PAGE EXTRACT section start

Meet Vidu: A Sora Killer?
Meet Vidu: A Sora Killer?

Meet Vidu: A Sora Killer?

2024-04-30
2 mins read

Sora has not publicly launched yet, but its first contender has popped up. Meet Vidu, the Chinese answer to Sora. Vidu is China’s first long-duration, highly consistent, and highly dynamic video model. A Sora killer? Check it out.

Vidu: China's first long-duration, highly consistent, and highly dynamic video model.
Vidu is China’s first long-duration, highly consistent, and dynamic video model.

Vidu is imaginative, can simulate the physical world, and “produce 16-second videos with consistent characters, scenes, and timeline.

PAGE EXTRACT section end

§ ACTIONS TO TAKE
[1] In the Vidu article, how long are the videos that Vidu can produce?
[2] Please write the next few sentences of the article about Vidu, picking up after its final line.

RECORDS section start

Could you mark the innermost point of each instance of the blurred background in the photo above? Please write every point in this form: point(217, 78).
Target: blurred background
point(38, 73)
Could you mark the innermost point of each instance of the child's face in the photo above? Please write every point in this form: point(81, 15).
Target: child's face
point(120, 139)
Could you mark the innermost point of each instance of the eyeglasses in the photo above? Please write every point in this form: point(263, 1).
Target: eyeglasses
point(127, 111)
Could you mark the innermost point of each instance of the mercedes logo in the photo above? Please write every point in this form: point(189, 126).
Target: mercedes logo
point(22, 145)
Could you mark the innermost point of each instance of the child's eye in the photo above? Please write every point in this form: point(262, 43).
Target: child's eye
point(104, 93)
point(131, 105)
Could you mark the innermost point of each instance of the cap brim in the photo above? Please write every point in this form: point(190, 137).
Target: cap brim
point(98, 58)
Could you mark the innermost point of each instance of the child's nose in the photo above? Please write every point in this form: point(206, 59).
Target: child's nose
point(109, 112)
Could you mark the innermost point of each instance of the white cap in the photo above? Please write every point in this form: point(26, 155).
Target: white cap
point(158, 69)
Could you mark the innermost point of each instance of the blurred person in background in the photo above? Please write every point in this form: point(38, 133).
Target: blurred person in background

RECORDS section end
RECORDS section start

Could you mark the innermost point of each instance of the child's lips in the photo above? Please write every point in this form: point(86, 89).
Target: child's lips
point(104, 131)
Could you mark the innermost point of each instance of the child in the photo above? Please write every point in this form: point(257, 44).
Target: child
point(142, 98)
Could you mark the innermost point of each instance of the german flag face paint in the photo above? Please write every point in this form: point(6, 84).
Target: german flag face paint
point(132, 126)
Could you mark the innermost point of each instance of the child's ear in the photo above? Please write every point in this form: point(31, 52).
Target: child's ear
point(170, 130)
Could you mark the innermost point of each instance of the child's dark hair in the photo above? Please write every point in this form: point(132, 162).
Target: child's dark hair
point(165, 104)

RECORDS section end

§ YOUR RESPONSES
[1] 16 seconds.

[2]
Vidu: From prompt to video

Filmmakers have not decided yet how to ingest Sora, and its contender has emerged. Meet Vidu- China’s first long-duration, highly consistent, and highly dynamic video model. Vidu can generate a 16-second 1080p video with one click. Developed by Chinese AI firm Shengshu Technology and Tsinghua University, Vidu’s capability lies in its Universal Vision Transformer (U-ViT) architecture. “Vidu is the latest achievement of self-reliant innovation, with breakthroughs in many areas,” said Zhu Jun, chief scientist at Shengshu who is also deputy dean at Tsinghua’s Institute for AI, announcing the model at the Zhongguancun Forum held in the Chinese capital reporting by Beijing News. Vidu is ‘imaginative’, “can simulate the physical world” and “produce 16-second videos with consistent characters, scenes, and timeline”, Zhu said, adding that the model is also able to comprehend “Chinese elements”.

Vidu: China's first long-duration, highly consistent, and highly dynamic video model.
Vidu: China’s first long-duration, highly consistent, and highly dynamic video model.

In order for Sora to produce a one-minute clip, it needs eight Nvidia A100 Tesor Core GPUs to run for more than three hours.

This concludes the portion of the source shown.